Edit the rows by replacing "outline" with "contour" and leaving everything else unchanged. Omit the pictures from your answer.

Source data

++++

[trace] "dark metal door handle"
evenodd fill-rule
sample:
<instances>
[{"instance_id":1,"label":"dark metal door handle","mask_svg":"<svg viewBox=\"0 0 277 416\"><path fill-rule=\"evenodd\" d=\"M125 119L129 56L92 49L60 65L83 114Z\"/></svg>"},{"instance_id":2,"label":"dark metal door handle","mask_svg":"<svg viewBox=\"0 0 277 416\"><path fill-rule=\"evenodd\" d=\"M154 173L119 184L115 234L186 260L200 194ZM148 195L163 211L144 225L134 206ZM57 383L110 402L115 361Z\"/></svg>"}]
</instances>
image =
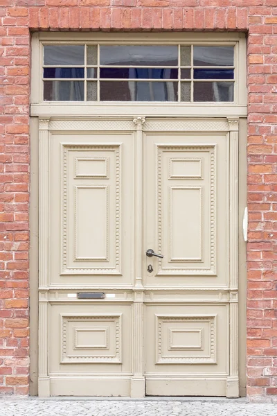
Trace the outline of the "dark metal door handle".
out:
<instances>
[{"instance_id":1,"label":"dark metal door handle","mask_svg":"<svg viewBox=\"0 0 277 416\"><path fill-rule=\"evenodd\" d=\"M157 254L154 252L154 250L152 250L152 248L148 248L148 250L146 252L146 255L148 257L152 257L153 256L154 256L155 257L159 257L160 259L163 259L163 254Z\"/></svg>"}]
</instances>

++++

**EXERCISE OUTPUT:**
[trace] "dark metal door handle"
evenodd fill-rule
sample:
<instances>
[{"instance_id":1,"label":"dark metal door handle","mask_svg":"<svg viewBox=\"0 0 277 416\"><path fill-rule=\"evenodd\" d=\"M125 119L129 56L92 49L60 65L83 114Z\"/></svg>"},{"instance_id":2,"label":"dark metal door handle","mask_svg":"<svg viewBox=\"0 0 277 416\"><path fill-rule=\"evenodd\" d=\"M154 173L119 184L115 234L186 260L200 194ZM148 195L163 211L144 225L134 206ZM57 383L110 402L115 361Z\"/></svg>"}]
</instances>
image =
Trace the contour of the "dark metal door handle".
out:
<instances>
[{"instance_id":1,"label":"dark metal door handle","mask_svg":"<svg viewBox=\"0 0 277 416\"><path fill-rule=\"evenodd\" d=\"M157 254L154 252L154 250L152 250L152 248L148 248L148 250L146 252L146 255L148 257L152 257L153 256L154 256L155 257L159 257L160 259L163 259L163 254Z\"/></svg>"}]
</instances>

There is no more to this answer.